SUPPLIED TEXT below:

If a TC (truncation) bit is set in the response, then the sender MAY use
the response if it contains all necessary information, or the sender MAY
discard the response and resend the query over TCP or using EDNS0 with
larger window using the unicast address of the responder. The RA
(Recursion Available) bit in the header of the response MUST NOT be set.
If the RA bit is set in the response header, the sender MUST ignore it.

2.5. DNS TTL

The responder should use a pre-configured TTL value in the records
returned in the LLMNR query response. Due to the TTL minimalization
necessary when caching an RRset, all TTLs in an RRset MUST be set to the
same value. In the additional and authority section of the response the
responder includes the same records as a DNS server would insert in the
response to the unicast DNS query."

[BA] Requiring a query to be sent over TCP doesn't add
much security value beyond requiring that a Responder
be onlink. If the Responder were offlink then TCP
would just demonstrate that the rogue wasn't using a
spoofed source address. So if we are going to require
TTL=255 on send, check on receive, then I don't think
that this adds additional value.

End of SUPPLIED TEXT.

◆ EXERCISE TASKS:
1 > Answer these questions about the LLMNR excerpt:
(a) What must the sender do if the RA bit is set in the response header?
(b) What kind of TTL value should the responder use in the records returned in the LLMNR query response?
(c) In the [BA] comment, what would TCP demonstrate if the Responder were offlink?
2 > Extract everything in the LLMNR excerpt from "If a TC (truncation)" down to "NOT be set.", with no changes.
3 > Write what comes next in the LLMNR excerpt, starting after its final sentence.

INPUT DATA below:

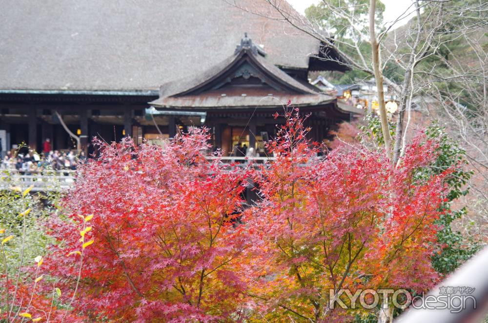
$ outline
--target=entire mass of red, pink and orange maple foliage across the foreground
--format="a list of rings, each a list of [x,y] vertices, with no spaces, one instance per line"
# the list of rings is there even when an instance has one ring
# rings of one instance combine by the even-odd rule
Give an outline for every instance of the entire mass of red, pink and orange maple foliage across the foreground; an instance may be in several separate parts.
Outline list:
[[[267,143],[276,160],[246,171],[205,158],[205,129],[164,147],[97,141],[48,224],[57,243],[43,270],[69,307],[56,317],[320,322],[355,314],[329,306],[344,288],[432,286],[448,171],[418,169],[436,142],[418,136],[395,168],[362,146],[317,158],[298,111],[285,120]],[[248,177],[260,199],[242,212]]]

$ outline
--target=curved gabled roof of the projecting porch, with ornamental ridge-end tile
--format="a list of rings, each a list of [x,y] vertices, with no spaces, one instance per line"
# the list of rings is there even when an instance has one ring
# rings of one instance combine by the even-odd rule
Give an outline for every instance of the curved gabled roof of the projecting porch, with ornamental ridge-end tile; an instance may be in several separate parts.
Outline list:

End of INPUT DATA.

◆ RESPONSES FOR EACH TASK:
1 >
(a) Ignore it.
(b) A pre-configured TTL value.
(c) That the rogue wasn't using a spoofed source address.

2 >
If a TC (truncation) bit is set in the response, then the sender MAY use
the response if it contains all necessary information, or the sender MAY
discard the response and resend the query over TCP or using EDNS0 with
larger window using the unicast address of the responder. The RA
(Recursion Available) bit in the header of the response MUST NOT be set.

3 >
Proposed resolution: Accept

Issue 26: Retransmission timeouts
Submitter: Bernard Aboba
Submitter email address: aboba@internaut.com
Date first submitted: March 17, 2003
Reference:
Document: LLMNR-13
Comment type: T
Priority: S
Section: 2.1
Rationale/Explanation of issue:

Dynamically estimated timeout values are not supported.

Change:

"If the LLMNR query is not resolved during a limited amount of time
(LLMNR_TIMEOUT), then a sender MAY repeat the transmission of a query in
order to assure themselves that the query has been received by a host
capable of responding to the query. The default value for LLMNR_TIMEOUT
is 1 second. Since a sender cannot know beforehand whether it will
receive no response, one response, or more than one response to a query,
it SHOULD wait for LLMNR_TIMEOUT in order to collect all possible
responses, rather than considering the query answered after the first
response is received."

To:

"LLMNR implementations SHOULD dynamically estimate the timeout
value (LLMNR_TIMEOUT) on a per-interface basis, using the
algorithms described in [RFC2988], with a minimum timeout value
of 300 ms. If the LLMNR query is not resolved by LLMNR_TIMEOUT,
then a sender MAY repeat the transmission of a query in
order to assure themselves that the query has been received by a host
capable of responding to the query. Since a sender cannot know
beforehand whether it will receive no response, one response,
or more than one response to a query, it SHOULD wait for
LLMNR_TIMEOUT in order to collect all possible responses,
rather than considering the query answered after the first
response is received."

Proposed resolution: Accept

Issue 27: Editorial Nits
Submitter: Christian Huitema
Submitter email address: huitema@microsoft.com
Date first submitted: January 17, 2003
Reference:
Document: LLMNR-13
Comment type: E
Priority: S
Section: Various
Rationale/Explanation of issue:

Throughout the document, replace "LINKLOCAL" with "link-scope multicast".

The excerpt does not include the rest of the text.